Trecho apresentado —
A ciência ocidental não explica tudo. Para a educadora Maria Betânia B. Albuquerque, da UEPA, e a antropóloga Isabel Santana de Rose, da UFAL, ao questionar a pretensa universalidade do saber científico atual, é possível se abrir para os conhecimentos tradicionais, que escapam do cartesianismo bruto e priorizam a sutileza dos mistérios.
“Para definir o que são os conhecimentos tradicionais, é preciso, além de questionar a ideia universal de ciência, questionar também a ideia de que a ciência contemporânea seria superior, ou mesmo mais eficaz, do que outros sistemas de conhecimento. Enquanto o conhecimento científico pretende a universalidade, os saberes tradicionais são múltiplos por definição”, pontuou Isabel de Rose, na quarta edição dos Encontros Psicodélicos. “Também é preciso se afastar de uma visão rígida, estática e essencialista sobre os conhecimentos tradicionais (...). O senso comum ainda prega essa visão do conhecimento tradicional como um conjunto fechado, que deve ser preservado numa visão meio museológica. Com isso, surge uma série de tendências, como a homogeneização, romantização, exotização, colonização, descontextualização e instrumentalização.”
Nesse sentido, o sociólogo Pietro C. Benedito, que mediou a conversa, lembrou da preferência de muitos pesquisadores por manter essa visão museológica, uma vez que é mais fácil falar sobre conjuntos extintos de saberes, os quais não têm como serem rebatidos.
A pesquisa voltada à pedagogia da floresta, de Maria Betânia B. Albuquerque, mostra que ensinamentos do tipo continuam muito vivos em tradições ayahuasqueiras, como o Santo Daime. “No meu doutoramento, procurei saber se o Daime é um professor, como dizem, e o que as pessoas aprendem com esse professor, que é um vegetal. Procurei traçar um mapa desses saberes da ayahuasca, tentando compreender qual é a episteme que fundamenta esses saberes”, afirmou a educadora, ressaltando o caráter transcendental em que os ensinamentos ocorrem. “A sociedade tem dificuldade de entender que é possível aprender a partir de uma planta, a partir de um outro estado de consciência, dos sonhos ou da intuição.”

Exercício escrito — No texto sobre conhecimentos tradicionais, copie a parte que começa em "A ciência ocidental" e termina em "sutileza dos mistérios.", substituindo "cartesianismo" por "racionalismo".

Itens listados —
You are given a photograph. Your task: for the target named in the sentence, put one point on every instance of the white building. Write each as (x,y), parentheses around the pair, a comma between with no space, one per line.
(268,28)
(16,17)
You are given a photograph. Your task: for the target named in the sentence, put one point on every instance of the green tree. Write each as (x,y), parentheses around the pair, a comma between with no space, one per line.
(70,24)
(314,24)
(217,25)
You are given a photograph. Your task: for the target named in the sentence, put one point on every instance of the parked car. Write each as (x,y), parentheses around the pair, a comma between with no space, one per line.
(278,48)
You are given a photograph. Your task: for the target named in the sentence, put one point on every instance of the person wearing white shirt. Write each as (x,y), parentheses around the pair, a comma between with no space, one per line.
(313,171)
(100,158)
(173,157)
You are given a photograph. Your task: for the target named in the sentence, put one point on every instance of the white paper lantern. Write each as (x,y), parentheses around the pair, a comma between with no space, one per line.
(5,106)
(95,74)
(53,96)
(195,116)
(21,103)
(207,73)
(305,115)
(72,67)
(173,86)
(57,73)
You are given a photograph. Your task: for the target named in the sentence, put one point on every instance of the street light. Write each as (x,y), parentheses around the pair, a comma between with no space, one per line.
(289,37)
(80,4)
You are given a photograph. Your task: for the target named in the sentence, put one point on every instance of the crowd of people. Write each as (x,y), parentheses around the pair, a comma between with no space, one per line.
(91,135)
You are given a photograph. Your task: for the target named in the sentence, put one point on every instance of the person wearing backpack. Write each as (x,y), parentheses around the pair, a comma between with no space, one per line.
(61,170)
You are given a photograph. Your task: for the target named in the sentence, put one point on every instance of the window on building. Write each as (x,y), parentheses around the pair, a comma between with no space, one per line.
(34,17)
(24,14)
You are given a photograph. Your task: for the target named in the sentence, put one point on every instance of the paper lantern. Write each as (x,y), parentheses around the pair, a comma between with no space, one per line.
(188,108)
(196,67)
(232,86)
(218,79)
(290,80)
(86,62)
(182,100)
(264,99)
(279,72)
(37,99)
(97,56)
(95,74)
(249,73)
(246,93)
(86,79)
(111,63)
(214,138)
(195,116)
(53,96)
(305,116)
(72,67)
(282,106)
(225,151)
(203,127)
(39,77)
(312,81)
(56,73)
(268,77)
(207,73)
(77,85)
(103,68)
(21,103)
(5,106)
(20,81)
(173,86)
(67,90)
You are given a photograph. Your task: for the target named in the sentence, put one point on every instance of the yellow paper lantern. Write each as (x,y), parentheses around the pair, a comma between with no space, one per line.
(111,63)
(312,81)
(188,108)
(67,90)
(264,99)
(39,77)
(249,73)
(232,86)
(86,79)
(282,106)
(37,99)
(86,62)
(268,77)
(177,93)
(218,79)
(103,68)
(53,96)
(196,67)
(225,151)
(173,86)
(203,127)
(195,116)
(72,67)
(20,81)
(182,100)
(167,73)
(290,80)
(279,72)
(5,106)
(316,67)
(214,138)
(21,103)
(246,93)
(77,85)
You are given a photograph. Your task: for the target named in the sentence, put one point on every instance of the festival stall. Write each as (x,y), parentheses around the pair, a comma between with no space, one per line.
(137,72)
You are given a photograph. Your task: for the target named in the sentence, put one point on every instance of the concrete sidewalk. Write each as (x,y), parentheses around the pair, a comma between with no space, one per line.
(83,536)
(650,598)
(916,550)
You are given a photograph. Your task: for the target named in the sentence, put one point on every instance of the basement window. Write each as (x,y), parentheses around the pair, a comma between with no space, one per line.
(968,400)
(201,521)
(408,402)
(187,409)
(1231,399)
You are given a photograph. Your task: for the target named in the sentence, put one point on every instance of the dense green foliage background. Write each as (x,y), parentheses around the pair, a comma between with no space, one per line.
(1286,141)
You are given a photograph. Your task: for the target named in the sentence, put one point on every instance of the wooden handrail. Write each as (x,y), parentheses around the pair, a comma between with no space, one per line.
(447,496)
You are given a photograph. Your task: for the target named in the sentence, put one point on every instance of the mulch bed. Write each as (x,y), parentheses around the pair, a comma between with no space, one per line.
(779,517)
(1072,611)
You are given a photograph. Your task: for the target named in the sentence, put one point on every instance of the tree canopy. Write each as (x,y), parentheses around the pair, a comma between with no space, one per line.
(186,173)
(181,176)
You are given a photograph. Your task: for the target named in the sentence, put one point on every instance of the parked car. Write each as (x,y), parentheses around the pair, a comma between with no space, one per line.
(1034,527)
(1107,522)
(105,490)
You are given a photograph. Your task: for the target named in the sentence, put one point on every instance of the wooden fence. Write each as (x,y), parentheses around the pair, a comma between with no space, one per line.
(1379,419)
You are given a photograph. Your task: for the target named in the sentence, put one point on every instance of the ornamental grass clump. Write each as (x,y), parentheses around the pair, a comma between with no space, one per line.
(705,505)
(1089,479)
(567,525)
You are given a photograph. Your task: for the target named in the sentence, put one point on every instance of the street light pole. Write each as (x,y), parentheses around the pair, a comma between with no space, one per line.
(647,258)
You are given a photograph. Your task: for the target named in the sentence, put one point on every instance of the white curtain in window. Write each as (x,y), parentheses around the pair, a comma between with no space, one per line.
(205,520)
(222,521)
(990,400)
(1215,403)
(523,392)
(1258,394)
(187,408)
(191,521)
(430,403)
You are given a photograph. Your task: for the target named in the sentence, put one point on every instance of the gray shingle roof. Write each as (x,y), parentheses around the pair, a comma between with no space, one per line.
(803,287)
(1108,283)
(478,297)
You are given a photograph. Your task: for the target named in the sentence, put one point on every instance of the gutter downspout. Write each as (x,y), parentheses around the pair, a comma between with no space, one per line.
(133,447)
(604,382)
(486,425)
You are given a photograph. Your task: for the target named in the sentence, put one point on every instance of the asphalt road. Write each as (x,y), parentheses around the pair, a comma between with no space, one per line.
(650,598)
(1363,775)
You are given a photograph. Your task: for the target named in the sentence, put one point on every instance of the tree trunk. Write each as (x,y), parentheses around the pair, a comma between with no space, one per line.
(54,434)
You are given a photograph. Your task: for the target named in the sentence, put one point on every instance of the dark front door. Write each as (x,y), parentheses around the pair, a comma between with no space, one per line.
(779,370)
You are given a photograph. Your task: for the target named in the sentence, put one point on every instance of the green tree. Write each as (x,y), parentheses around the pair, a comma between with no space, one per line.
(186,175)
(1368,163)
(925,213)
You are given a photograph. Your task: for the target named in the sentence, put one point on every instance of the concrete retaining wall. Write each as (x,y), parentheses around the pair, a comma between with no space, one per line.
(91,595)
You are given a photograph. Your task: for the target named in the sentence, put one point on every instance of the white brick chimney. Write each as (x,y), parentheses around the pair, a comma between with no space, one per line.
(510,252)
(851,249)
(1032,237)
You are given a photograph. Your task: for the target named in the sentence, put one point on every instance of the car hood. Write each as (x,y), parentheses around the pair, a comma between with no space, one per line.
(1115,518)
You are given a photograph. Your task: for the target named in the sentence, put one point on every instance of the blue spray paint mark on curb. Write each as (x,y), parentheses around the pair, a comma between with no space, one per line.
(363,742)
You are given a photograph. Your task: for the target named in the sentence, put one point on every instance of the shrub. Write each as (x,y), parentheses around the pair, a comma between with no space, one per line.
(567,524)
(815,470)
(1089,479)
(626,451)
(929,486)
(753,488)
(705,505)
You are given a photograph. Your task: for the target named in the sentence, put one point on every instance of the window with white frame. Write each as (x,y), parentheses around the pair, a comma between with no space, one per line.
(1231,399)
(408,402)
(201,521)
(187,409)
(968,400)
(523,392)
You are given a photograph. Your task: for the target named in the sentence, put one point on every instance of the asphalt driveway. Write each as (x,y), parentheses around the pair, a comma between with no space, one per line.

Resposta —
A ciência ocidental não explica tudo. Para a educadora Maria Betânia B. Albuquerque, da UEPA, e a antropóloga Isabel Santana de Rose, da UFAL, ao questionar a pretensa universalidade do saber científico atual, é possível se abrir para os conhecimentos tradicionais, que escapam do racionalismo bruto e priorizam a sutileza dos mistérios.